→ WHAT IS NEEDED: Locate each line in the data below that contains the word "utility". Copy every such line.
***
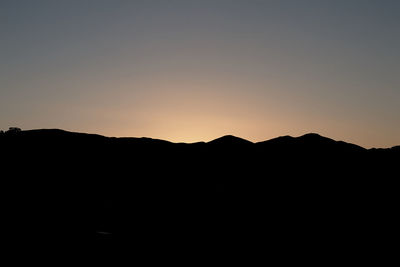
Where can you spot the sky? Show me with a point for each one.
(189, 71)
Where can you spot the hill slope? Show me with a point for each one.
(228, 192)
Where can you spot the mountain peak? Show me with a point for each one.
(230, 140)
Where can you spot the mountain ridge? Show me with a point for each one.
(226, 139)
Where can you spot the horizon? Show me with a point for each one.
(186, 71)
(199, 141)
***
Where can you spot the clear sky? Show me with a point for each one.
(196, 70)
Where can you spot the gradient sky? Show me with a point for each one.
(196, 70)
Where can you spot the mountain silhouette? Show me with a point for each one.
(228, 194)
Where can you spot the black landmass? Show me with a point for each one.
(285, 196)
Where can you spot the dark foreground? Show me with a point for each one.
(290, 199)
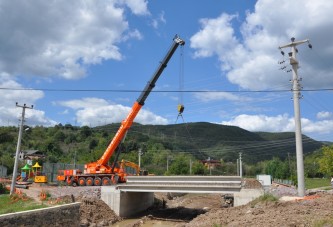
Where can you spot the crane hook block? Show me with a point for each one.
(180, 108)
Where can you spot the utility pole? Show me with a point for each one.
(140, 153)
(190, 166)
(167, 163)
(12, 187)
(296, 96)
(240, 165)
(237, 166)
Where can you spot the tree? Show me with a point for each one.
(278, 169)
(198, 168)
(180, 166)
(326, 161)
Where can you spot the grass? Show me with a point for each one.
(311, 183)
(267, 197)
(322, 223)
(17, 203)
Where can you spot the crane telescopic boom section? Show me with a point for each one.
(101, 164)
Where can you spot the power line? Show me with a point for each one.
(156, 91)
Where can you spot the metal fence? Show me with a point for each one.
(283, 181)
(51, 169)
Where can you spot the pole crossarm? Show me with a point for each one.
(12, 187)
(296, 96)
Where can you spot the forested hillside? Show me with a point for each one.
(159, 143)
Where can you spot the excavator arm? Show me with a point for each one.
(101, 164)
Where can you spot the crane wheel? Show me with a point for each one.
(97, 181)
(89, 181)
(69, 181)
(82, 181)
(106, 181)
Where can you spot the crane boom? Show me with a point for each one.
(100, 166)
***
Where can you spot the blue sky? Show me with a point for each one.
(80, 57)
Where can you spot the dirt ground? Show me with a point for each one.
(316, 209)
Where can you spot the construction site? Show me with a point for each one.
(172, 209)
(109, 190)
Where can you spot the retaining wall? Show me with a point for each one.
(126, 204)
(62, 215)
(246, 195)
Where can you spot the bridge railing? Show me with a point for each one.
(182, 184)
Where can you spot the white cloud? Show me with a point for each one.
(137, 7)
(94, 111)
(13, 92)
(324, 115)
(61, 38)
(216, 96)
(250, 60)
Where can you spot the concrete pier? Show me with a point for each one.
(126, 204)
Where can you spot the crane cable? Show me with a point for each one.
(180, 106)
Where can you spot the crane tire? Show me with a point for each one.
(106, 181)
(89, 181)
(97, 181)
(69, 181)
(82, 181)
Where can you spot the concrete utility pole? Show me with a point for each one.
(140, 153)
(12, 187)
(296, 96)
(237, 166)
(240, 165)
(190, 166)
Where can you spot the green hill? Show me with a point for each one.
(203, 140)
***
→ RESPONSE TO THE EXERCISE:
Where can you spot the utility pole? Show me with a point for each one.
Where can you spot the concrete utility pole? Show me with a point for each one.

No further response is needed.